(Input material)
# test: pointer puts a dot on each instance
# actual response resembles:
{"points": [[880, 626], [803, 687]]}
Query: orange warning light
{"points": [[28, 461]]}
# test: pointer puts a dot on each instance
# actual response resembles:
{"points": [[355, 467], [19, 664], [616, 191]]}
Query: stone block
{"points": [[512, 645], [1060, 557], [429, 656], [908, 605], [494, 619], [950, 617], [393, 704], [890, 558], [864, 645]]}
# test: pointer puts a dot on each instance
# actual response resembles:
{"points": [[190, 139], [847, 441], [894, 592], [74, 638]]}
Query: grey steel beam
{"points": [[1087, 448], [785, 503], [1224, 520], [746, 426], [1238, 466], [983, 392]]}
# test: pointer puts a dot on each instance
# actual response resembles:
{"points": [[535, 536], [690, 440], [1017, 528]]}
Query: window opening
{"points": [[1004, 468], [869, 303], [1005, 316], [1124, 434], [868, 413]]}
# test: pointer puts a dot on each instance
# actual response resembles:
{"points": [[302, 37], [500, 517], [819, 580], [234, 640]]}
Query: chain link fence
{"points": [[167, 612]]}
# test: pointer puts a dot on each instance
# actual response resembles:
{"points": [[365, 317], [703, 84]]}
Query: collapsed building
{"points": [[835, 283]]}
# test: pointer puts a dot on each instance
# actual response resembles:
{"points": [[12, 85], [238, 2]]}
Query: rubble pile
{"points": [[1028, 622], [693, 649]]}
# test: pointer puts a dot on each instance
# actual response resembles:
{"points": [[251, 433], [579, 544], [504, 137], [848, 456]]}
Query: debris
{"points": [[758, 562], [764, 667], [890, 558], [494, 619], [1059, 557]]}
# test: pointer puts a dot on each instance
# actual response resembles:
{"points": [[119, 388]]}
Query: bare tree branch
(End Input material)
### Problem
Please retype all of the material above, keeping it exact.

### The answer
# test: pointer puts a dot on each instance
# actual response resembles:
{"points": [[880, 626], [803, 687]]}
Query: orange warning light
{"points": [[28, 461]]}
# test: pointer puts a dot on each instance
# actual response resembles:
{"points": [[355, 467], [19, 664], [616, 191]]}
Query: stone block
{"points": [[512, 645], [1060, 557], [429, 656], [908, 605], [494, 619], [950, 617], [393, 704], [890, 558], [864, 645]]}
# test: pointer puts a dot on each instance
# actual response resembles:
{"points": [[190, 139], [847, 441], [894, 592], [74, 638]]}
Query: grey steel beam
{"points": [[1087, 448], [785, 503], [1224, 520], [746, 426], [1238, 466], [983, 392]]}
# test: pointer puts a dot on each instance
# actual response resembles:
{"points": [[535, 536], [690, 440], [1017, 528]]}
Query: window opening
{"points": [[1004, 468], [869, 303], [1005, 316], [1124, 434], [868, 413]]}
# test: pointer puts a dot on each instance
# actual response resembles:
{"points": [[302, 37], [500, 517], [819, 580], [234, 640]]}
Query: chain link fence
{"points": [[167, 612]]}
# test: pointer puts a dot on each instance
# actual response resembles:
{"points": [[365, 317], [703, 84]]}
Query: collapsed building
{"points": [[835, 283]]}
# test: pointer puts a dot on each instance
# actual response resembles:
{"points": [[12, 85], [238, 2]]}
Query: rubble pile
{"points": [[1028, 622], [693, 649]]}
# test: pointer puts a dot on each instance
# actual response resembles:
{"points": [[251, 433], [579, 544], [504, 137], [848, 456]]}
Query: debris
{"points": [[758, 562], [764, 667], [890, 558], [494, 619], [1059, 557]]}
# test: pointer puts a dot on each instance
# actual response resembles:
{"points": [[119, 388]]}
Query: bare tree branch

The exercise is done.